Source material section start

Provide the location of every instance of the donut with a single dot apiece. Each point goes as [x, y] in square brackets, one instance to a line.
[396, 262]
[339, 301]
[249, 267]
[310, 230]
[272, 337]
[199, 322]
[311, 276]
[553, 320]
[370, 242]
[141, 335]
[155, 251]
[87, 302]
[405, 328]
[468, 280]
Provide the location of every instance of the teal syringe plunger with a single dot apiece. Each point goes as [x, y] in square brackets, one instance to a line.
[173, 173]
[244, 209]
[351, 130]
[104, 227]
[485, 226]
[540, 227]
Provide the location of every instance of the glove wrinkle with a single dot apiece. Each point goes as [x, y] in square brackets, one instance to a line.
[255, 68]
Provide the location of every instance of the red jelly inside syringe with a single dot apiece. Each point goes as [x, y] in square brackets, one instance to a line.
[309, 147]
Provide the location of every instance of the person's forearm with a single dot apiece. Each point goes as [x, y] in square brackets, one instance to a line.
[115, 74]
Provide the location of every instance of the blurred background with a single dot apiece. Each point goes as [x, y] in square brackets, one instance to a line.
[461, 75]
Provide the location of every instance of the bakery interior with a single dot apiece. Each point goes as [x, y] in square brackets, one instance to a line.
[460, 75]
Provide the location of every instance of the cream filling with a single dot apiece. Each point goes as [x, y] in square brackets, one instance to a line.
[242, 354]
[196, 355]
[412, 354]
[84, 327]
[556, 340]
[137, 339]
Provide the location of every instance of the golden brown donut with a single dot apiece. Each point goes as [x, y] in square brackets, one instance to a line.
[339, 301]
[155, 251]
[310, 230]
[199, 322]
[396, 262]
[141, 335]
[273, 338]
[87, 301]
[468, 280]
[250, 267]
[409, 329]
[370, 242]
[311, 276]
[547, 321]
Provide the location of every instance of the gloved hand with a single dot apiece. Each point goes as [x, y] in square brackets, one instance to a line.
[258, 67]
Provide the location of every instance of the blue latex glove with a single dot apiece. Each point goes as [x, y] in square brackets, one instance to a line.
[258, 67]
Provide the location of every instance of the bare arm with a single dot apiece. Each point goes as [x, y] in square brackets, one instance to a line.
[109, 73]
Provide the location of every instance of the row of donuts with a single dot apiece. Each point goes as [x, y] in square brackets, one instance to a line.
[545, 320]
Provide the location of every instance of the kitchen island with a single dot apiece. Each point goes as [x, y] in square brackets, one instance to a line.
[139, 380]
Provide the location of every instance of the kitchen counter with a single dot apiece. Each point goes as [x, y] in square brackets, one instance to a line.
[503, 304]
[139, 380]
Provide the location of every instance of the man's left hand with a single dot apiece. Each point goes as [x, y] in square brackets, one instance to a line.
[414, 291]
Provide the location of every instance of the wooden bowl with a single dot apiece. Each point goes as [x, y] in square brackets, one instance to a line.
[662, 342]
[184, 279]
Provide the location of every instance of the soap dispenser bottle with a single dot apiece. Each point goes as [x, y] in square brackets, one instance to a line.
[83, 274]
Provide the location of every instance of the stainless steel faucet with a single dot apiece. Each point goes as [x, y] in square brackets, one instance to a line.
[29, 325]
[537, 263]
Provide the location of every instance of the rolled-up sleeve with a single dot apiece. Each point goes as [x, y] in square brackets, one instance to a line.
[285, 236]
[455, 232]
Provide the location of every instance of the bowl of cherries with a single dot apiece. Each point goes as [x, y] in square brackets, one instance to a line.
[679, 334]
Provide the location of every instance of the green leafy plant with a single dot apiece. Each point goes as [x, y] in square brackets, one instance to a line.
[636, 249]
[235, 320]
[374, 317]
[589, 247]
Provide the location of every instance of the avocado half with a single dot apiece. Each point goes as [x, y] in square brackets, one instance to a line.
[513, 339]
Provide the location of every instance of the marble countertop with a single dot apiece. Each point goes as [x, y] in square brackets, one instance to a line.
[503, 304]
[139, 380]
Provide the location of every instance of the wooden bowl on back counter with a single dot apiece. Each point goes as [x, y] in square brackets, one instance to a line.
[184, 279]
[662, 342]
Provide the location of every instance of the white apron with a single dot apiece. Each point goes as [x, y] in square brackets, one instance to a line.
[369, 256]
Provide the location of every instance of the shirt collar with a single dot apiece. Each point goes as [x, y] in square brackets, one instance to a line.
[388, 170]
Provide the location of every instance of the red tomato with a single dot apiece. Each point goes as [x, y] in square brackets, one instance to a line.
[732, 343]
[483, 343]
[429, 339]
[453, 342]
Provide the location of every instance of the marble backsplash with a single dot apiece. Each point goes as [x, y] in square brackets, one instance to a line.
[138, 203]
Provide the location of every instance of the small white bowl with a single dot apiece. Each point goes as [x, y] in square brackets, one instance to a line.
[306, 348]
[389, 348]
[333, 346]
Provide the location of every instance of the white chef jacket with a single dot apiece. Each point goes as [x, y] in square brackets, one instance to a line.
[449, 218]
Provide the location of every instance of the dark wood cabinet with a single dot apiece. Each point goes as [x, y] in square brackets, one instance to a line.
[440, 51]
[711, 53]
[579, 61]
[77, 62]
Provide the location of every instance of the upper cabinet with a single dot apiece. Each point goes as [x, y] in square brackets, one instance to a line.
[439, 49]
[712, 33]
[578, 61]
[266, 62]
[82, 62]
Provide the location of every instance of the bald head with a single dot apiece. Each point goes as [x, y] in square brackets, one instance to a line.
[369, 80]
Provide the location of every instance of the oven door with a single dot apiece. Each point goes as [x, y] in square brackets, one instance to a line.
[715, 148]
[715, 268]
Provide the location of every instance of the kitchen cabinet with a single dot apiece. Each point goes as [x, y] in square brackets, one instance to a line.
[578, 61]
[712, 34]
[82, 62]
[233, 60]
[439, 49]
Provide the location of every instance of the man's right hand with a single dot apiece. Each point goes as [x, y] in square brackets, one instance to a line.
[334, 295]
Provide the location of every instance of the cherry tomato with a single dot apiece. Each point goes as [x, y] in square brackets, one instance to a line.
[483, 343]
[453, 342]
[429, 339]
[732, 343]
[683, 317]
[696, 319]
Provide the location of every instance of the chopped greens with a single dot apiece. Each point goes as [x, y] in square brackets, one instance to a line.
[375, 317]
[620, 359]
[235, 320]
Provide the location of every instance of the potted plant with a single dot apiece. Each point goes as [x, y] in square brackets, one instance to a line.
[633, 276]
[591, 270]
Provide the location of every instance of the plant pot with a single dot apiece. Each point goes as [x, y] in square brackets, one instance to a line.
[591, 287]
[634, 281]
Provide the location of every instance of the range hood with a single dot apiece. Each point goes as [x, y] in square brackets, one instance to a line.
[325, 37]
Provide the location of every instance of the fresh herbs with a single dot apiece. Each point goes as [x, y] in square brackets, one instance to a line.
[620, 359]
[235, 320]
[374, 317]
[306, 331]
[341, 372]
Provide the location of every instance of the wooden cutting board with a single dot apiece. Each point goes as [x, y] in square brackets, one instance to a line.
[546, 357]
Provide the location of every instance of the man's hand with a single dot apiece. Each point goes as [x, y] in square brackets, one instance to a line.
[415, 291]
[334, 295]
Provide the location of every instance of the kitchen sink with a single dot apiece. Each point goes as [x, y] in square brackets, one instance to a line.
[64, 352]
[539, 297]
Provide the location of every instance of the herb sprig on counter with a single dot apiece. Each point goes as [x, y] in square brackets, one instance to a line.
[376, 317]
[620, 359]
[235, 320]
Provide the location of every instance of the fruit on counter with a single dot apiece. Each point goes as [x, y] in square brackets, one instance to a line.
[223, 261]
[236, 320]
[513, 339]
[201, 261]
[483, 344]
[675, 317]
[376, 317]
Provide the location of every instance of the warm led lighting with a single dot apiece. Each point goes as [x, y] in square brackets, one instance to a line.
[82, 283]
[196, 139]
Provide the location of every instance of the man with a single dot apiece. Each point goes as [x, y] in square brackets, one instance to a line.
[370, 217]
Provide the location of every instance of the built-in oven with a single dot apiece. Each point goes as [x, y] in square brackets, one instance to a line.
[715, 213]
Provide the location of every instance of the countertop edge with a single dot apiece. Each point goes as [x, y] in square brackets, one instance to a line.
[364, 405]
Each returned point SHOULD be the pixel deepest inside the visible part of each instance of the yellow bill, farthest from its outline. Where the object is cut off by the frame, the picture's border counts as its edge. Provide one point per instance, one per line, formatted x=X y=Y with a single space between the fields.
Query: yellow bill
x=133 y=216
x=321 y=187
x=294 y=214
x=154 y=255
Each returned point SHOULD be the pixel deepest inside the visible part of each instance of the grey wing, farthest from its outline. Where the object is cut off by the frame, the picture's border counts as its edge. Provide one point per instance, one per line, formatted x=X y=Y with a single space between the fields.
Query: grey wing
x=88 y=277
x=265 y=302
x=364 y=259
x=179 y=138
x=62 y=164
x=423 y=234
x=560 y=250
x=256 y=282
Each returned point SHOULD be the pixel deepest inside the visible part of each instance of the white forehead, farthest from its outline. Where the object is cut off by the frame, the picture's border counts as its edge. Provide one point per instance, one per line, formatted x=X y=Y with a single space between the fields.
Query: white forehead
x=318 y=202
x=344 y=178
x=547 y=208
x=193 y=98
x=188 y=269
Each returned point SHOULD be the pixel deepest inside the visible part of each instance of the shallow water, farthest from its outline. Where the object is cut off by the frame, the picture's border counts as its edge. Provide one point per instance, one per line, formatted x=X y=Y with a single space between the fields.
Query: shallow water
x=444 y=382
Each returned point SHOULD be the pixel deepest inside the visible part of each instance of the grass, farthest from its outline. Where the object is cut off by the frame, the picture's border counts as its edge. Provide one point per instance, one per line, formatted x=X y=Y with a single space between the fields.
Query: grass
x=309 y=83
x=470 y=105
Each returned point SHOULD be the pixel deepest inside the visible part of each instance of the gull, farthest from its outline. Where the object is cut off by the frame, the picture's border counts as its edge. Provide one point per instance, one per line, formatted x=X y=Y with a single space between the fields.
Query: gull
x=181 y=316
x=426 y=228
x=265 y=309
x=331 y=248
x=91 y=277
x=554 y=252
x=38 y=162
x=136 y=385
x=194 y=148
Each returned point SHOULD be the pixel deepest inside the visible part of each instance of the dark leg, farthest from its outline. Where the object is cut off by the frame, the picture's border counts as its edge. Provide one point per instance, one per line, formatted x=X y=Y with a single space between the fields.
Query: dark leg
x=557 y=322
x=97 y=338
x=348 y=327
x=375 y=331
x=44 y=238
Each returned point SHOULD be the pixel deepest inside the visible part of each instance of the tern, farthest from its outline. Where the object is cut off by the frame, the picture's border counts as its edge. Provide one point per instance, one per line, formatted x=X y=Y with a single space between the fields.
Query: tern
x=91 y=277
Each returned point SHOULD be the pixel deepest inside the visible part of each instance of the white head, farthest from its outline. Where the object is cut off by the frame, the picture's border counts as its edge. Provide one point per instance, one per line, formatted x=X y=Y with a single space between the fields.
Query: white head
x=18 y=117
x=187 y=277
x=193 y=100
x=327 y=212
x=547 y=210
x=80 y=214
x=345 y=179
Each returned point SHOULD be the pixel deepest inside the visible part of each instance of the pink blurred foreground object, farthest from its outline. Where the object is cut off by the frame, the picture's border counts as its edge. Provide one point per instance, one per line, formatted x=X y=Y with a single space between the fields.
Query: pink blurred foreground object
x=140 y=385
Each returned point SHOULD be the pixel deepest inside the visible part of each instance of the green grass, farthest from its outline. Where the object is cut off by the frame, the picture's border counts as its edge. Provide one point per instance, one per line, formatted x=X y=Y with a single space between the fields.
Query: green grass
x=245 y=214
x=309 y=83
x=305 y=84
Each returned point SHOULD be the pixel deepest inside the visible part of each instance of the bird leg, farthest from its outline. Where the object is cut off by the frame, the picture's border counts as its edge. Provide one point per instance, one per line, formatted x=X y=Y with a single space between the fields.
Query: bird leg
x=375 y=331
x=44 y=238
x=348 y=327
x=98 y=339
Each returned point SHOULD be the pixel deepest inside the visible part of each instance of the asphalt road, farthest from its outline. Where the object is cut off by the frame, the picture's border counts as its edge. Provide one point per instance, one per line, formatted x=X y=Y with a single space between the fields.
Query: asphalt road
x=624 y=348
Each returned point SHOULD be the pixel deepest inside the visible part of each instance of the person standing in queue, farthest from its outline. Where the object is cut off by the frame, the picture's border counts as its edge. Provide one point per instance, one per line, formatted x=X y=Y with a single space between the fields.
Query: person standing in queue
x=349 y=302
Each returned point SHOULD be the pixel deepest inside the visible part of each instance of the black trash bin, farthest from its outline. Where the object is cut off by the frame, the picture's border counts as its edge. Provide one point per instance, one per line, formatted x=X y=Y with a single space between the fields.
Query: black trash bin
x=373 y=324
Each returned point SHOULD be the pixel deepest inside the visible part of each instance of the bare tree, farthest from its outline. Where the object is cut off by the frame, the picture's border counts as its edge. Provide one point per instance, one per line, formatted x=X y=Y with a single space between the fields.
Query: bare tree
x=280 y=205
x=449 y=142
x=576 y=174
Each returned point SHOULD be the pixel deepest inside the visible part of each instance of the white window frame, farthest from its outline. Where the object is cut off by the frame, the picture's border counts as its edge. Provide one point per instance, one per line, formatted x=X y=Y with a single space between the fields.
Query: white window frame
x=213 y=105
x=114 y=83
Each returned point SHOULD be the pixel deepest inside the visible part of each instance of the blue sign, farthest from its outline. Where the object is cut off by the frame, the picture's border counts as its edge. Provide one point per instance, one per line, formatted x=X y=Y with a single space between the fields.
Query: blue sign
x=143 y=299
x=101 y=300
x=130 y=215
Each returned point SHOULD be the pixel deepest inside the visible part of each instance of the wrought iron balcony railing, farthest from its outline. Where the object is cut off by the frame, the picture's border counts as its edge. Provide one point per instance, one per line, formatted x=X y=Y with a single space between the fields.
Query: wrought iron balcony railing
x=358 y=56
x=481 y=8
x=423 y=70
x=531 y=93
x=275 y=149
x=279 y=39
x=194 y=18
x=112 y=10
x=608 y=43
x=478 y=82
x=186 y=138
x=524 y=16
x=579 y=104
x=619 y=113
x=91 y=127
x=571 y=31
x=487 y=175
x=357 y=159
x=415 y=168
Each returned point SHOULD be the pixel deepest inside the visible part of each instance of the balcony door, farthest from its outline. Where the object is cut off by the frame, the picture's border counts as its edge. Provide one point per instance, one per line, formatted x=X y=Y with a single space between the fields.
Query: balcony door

Source material section end

- What you need to do:
Retype only this portion of the data above: the line containing "bare tree, farthest", the line containing "of the wrought", and all lines between them, exactly.

- Result below:
Each returned point SHOULD be the pixel deepest inside the visible part of each instance of the bare tree, farthest from its outline. Where the object is cut off by the frame, the picture's border counts as its edge. Provide one point per instance, one per line, formatted x=X y=Y with a single space between the fields.
Query: bare tree
x=280 y=205
x=449 y=142
x=576 y=174
Each returned point SHOULD be the pixel deepest inside the visible part of each instance of the white window frame, farthest from its outline. Where the object is cut off by the frame, the picture's border counts as its edge. Provide one point per instance, one per line, formatted x=X y=Y with a single space between the fields.
Query: white window frame
x=213 y=105
x=114 y=83
Each returned point SHOULD be the pixel deepest inside the visible part of each instance of the blue sign, farthest from its outline. Where the object is cut off by the frame, the picture's border counts as its edge. Provide one point per instance, one per line, formatted x=X y=Y with a single space between the fields.
Query: blue sign
x=143 y=299
x=101 y=300
x=130 y=215
Each returned point SHOULD be the pixel deepest inside the visible part of each instance of the wrought iron balcony railing, farthest from its outline. Where the object is cut off by the frame, the picture's border counts as its edge. Provide one point per instance, one per line, formatted x=X y=Y with a single space between the fields.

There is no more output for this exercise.